[Opening Document text section]

You can easily arrange tours from Bahir Dar that include transfers, if being crammed into a local minivan isn’t your sort of thing.
There are loads of accommodation options in Bahir Dar. You often don’t get a lot of bang for your buck in Ethiopia and places are often overpriced. Check out booking.com for options and read some reviews before you commit.
We stayed at a hostel near the lake. Our room was fine, but the owner was very pushy trying to sell us tours both in Bahir Dar and the Simien Mountains. It made us feel uncomfortable and for this reason, we won’t name the hostel on this occassion.
Best time to visit
As a whole the drier months from mid-October through to April are the best time to visit Ethiopia.

[Closing Document text section]

- Work task 1 -
According to the text on Bahir Dar, which months are best for visiting Ethiopia?
- Work task 2 -
Carry on the text about Bahir Dar, starting after its final sentence.
The data is not needed for this work.

[Opening Record extracts section]

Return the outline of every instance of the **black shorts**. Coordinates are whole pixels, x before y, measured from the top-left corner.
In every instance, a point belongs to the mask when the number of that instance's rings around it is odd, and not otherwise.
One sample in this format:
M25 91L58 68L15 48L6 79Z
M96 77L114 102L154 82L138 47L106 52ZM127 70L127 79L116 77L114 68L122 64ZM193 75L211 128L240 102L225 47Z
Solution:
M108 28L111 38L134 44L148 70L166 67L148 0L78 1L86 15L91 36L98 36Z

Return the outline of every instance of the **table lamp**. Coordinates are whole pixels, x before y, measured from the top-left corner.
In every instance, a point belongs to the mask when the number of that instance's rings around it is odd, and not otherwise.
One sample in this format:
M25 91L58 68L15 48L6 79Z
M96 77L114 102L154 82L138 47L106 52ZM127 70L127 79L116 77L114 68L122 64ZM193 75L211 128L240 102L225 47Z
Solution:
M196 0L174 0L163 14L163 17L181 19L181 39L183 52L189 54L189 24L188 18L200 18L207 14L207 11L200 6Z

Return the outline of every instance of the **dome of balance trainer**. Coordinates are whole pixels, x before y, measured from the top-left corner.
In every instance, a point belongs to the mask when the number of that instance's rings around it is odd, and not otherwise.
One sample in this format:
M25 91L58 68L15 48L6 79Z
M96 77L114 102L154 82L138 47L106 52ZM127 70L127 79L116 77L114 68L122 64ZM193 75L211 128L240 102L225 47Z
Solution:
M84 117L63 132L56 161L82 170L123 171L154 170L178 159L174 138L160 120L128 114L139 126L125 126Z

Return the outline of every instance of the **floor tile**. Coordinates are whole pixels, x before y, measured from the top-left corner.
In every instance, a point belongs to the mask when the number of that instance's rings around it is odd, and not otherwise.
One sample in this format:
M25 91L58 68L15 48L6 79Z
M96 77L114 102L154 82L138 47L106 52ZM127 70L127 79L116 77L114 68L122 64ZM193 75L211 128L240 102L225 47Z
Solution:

[Closing Record extracts section]

- Task response 1 -
The drier months from mid-October through to April are the best time to visit Ethiopia.

- Task response 2 -
For the Blue Nile Falls, the best chance of seeing them full is the latter part of the wet season from July to first half of October. This is when the flow is generally at its strongest. If you’re visiting the falls during the dry season (from December to February), it will likely just be an underwhelming trickle.
How much time do you need
In our opinion, 2/3 days is plenty of time to see everything in and around Bahir Dar. Allow half to 1 day to visit Blue Nile Falls. 1 day on the lake and an extra day to see the town (if that interests you). If you’re short on time, you can combine a visit to the falls and lake into a day trip if you hire a guide with transport.
Blue Nile Falls – Essential information and tips
Visiting Blue Nile Falls was a slightly bizarre experience. After arriving at Tis Abay, we had really look for the ticket office. There were no signs and no ‘entrance gate’ or staff checking you had bought a ticket. If you’re going to DIY your visit here, we recommend the following:
- Check how full the falls will be during your planned visit. We have seen pictures of the falls at the end of the dry season and it they were pretty underwhelming. It’s a nice area to explore regardless though.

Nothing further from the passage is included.